-- Start of PROVIDED RECORDS --

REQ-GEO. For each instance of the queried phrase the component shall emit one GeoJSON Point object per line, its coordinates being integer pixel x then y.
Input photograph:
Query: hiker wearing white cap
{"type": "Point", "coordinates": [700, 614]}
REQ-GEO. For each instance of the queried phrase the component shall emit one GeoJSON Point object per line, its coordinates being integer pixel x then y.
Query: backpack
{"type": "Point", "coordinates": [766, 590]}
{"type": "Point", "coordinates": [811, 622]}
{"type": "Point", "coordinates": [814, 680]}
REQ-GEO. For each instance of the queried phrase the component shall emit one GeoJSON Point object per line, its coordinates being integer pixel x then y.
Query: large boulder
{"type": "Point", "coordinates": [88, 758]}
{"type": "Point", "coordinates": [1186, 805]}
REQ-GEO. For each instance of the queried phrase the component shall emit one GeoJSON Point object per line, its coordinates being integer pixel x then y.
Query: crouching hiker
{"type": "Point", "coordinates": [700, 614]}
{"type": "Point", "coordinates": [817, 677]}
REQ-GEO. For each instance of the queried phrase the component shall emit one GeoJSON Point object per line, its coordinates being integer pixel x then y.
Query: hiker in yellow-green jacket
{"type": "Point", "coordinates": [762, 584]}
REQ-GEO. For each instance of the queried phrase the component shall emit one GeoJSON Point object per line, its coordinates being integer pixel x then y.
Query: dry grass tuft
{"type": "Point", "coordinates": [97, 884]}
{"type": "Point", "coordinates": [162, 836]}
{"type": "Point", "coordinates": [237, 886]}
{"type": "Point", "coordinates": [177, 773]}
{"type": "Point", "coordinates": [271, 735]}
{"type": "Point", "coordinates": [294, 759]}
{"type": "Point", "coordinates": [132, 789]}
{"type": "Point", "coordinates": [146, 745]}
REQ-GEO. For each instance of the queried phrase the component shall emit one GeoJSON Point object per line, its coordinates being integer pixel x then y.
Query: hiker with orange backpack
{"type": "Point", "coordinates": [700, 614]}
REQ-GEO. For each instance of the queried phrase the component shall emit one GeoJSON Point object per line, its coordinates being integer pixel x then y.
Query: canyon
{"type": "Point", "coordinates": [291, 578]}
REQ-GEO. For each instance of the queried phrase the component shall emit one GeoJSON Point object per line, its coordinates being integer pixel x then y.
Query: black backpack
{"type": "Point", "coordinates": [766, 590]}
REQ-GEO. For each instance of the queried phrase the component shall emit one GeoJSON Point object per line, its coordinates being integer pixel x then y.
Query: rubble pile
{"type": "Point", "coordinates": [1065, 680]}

-- End of PROVIDED RECORDS --

- EXERCISE BRIEF
Repeat every line of the material exactly as given.

- FINISHED EXERCISE
REQ-GEO. For each instance of the queried phrase the component shall emit one GeoJSON Point object per line, its coordinates being integer pixel x then y.
Input photograph:
Query: hiker wearing white cap
{"type": "Point", "coordinates": [700, 614]}
REQ-GEO. For each instance of the queried phrase the component shall emit one GeoJSON Point object per line, its coordinates being integer pixel x then y.
Query: backpack
{"type": "Point", "coordinates": [766, 590]}
{"type": "Point", "coordinates": [811, 622]}
{"type": "Point", "coordinates": [814, 680]}
REQ-GEO. For each instance of the queried phrase the component shall emit one GeoJSON Point object per line, its coordinates being integer pixel x then y.
Query: large boulder
{"type": "Point", "coordinates": [88, 758]}
{"type": "Point", "coordinates": [1186, 805]}
REQ-GEO. For each instance of the queried phrase the component shall emit one GeoJSON Point object per line, its coordinates being integer pixel x then y.
Query: crouching hiker
{"type": "Point", "coordinates": [700, 614]}
{"type": "Point", "coordinates": [817, 677]}
REQ-GEO. For each instance of the queried phrase the component shall emit one GeoJSON Point object per line, its coordinates being integer pixel x then y.
Query: hiker in yellow-green jacket
{"type": "Point", "coordinates": [762, 584]}
REQ-GEO. For each instance of the queried phrase the component shall emit one GeoJSON Point object per line, its coordinates being integer pixel x then y.
Query: dry grass tuft
{"type": "Point", "coordinates": [97, 884]}
{"type": "Point", "coordinates": [162, 836]}
{"type": "Point", "coordinates": [237, 886]}
{"type": "Point", "coordinates": [177, 773]}
{"type": "Point", "coordinates": [271, 735]}
{"type": "Point", "coordinates": [294, 759]}
{"type": "Point", "coordinates": [132, 789]}
{"type": "Point", "coordinates": [146, 745]}
REQ-GEO. For each instance of the queried phrase the component shall emit one GeoJSON Point object per line, its coordinates being integer pixel x then y.
Query: hiker with orange backpack
{"type": "Point", "coordinates": [700, 614]}
REQ-GEO. For each instance of the queried phrase the component shall emit one GeoJSON Point object per line, its coordinates being integer pixel x then y.
Query: canyon
{"type": "Point", "coordinates": [291, 578]}
REQ-GEO. For each instance of the queried phrase the component shall emit one GeoJSON Point object per line, its coordinates being integer pixel x then y.
Query: black backpack
{"type": "Point", "coordinates": [766, 590]}
REQ-GEO. For each instance of the queried phrase the component shall emit one GeoJSON Point object per line, its coordinates being integer pixel x then y.
Query: rubble pile
{"type": "Point", "coordinates": [1065, 680]}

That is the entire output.